## Begin

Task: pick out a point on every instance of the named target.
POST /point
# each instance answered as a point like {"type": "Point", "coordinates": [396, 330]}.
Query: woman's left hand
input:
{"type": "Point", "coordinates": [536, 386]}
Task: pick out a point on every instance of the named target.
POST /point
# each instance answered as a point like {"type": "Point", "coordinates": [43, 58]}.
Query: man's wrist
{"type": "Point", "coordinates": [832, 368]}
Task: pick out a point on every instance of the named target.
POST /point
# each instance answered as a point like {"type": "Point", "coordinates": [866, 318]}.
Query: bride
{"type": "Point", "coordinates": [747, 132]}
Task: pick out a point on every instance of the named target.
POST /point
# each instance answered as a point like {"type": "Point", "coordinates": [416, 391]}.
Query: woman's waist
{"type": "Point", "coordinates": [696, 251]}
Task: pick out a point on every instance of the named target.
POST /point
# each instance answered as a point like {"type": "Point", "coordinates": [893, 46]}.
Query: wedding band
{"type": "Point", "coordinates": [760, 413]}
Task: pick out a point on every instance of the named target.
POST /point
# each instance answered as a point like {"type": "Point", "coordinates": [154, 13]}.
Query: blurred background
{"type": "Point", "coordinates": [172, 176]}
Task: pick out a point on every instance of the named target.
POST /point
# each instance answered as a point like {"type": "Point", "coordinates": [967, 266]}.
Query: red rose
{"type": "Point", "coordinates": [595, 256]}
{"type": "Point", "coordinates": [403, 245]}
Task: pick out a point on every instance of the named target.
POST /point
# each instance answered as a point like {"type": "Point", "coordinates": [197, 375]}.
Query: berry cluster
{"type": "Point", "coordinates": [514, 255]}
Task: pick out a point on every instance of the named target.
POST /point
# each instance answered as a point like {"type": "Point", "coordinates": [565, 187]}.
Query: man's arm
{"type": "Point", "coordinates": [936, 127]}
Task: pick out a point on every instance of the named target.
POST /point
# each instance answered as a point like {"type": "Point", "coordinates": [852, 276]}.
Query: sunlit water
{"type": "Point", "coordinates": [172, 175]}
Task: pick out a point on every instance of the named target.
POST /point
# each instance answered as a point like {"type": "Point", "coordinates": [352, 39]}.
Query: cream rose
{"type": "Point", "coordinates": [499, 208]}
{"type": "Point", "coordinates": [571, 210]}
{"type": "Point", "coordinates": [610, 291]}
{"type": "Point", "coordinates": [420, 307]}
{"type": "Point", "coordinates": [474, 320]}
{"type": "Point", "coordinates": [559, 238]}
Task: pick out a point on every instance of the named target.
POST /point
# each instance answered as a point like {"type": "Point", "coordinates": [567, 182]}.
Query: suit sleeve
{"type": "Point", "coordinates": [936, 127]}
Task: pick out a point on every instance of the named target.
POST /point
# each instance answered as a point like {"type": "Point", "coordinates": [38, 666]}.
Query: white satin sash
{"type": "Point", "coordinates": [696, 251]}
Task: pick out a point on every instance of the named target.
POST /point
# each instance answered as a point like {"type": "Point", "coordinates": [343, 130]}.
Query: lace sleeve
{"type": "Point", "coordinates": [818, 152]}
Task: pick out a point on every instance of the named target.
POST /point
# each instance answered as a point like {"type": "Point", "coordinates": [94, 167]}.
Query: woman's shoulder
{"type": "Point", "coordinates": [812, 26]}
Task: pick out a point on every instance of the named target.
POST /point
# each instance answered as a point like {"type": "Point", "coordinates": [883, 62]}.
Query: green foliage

## End

Description of the task: Each line of the material above must be retyped precisely.

Full response:
Task: pick out a point on every instance of the named target.
POST /point
# each instance answered as a point like {"type": "Point", "coordinates": [396, 330]}.
Query: woman's left hand
input:
{"type": "Point", "coordinates": [536, 386]}
Task: pick out a point on every instance of the named target.
POST /point
# each instance answered as a point like {"type": "Point", "coordinates": [43, 58]}.
Query: man's wrist
{"type": "Point", "coordinates": [832, 368]}
Task: pick out a point on every instance of the named target.
POST /point
# each instance answered as a point like {"type": "Point", "coordinates": [866, 318]}.
Query: bride
{"type": "Point", "coordinates": [747, 132]}
Task: pick out a point on every instance of the named target.
POST /point
# each instance answered as a point like {"type": "Point", "coordinates": [416, 391]}.
Query: woman's waist
{"type": "Point", "coordinates": [696, 251]}
Task: pick out a point on every instance of the named target.
POST /point
# each instance answered as a point like {"type": "Point", "coordinates": [893, 46]}.
Query: wedding band
{"type": "Point", "coordinates": [760, 413]}
Task: pick out a point on every instance of the named target.
POST /point
# each instance answered as a point like {"type": "Point", "coordinates": [154, 13]}.
Query: blurred background
{"type": "Point", "coordinates": [172, 176]}
Task: pick out a point on every instance of the named target.
POST /point
# each instance answered as a point like {"type": "Point", "coordinates": [967, 266]}.
Query: red rose
{"type": "Point", "coordinates": [595, 256]}
{"type": "Point", "coordinates": [403, 245]}
Task: pick out a point on every instance of the named target.
POST /point
# each instance answered as a point like {"type": "Point", "coordinates": [197, 375]}.
Query: berry cluster
{"type": "Point", "coordinates": [514, 255]}
Task: pick out a point on every instance of the named target.
POST /point
# each instance answered as a point like {"type": "Point", "coordinates": [565, 187]}.
Query: man's arm
{"type": "Point", "coordinates": [936, 127]}
Task: pick out a point on every instance of the named target.
POST /point
# each instance answered as a point like {"type": "Point", "coordinates": [852, 276]}.
Query: sunlit water
{"type": "Point", "coordinates": [172, 175]}
Task: pick out a point on every instance of the named target.
POST /point
# each instance answered as a point like {"type": "Point", "coordinates": [352, 39]}.
Query: cream rose
{"type": "Point", "coordinates": [499, 208]}
{"type": "Point", "coordinates": [571, 210]}
{"type": "Point", "coordinates": [610, 291]}
{"type": "Point", "coordinates": [420, 307]}
{"type": "Point", "coordinates": [474, 320]}
{"type": "Point", "coordinates": [559, 238]}
Task: pick out a point on every instance of the named target.
POST /point
# each instance answered as a point like {"type": "Point", "coordinates": [567, 182]}.
Query: suit sleeve
{"type": "Point", "coordinates": [936, 127]}
Task: pick out a point on every instance of the named target.
POST /point
# each instance answered as a point like {"type": "Point", "coordinates": [38, 666]}.
Query: white satin sash
{"type": "Point", "coordinates": [696, 251]}
Task: pick out a point on every instance of the named target.
POST /point
# each instance answered as a point like {"type": "Point", "coordinates": [343, 130]}.
Query: lace sleeve
{"type": "Point", "coordinates": [818, 152]}
Task: pick out a point on every instance of the named target.
POST /point
# each instance answered as a point like {"type": "Point", "coordinates": [94, 167]}.
Query: woman's shoulder
{"type": "Point", "coordinates": [812, 26]}
Task: pick out a point on every instance of the named target.
POST /point
# each instance answered as a point like {"type": "Point", "coordinates": [883, 62]}.
Query: green foliage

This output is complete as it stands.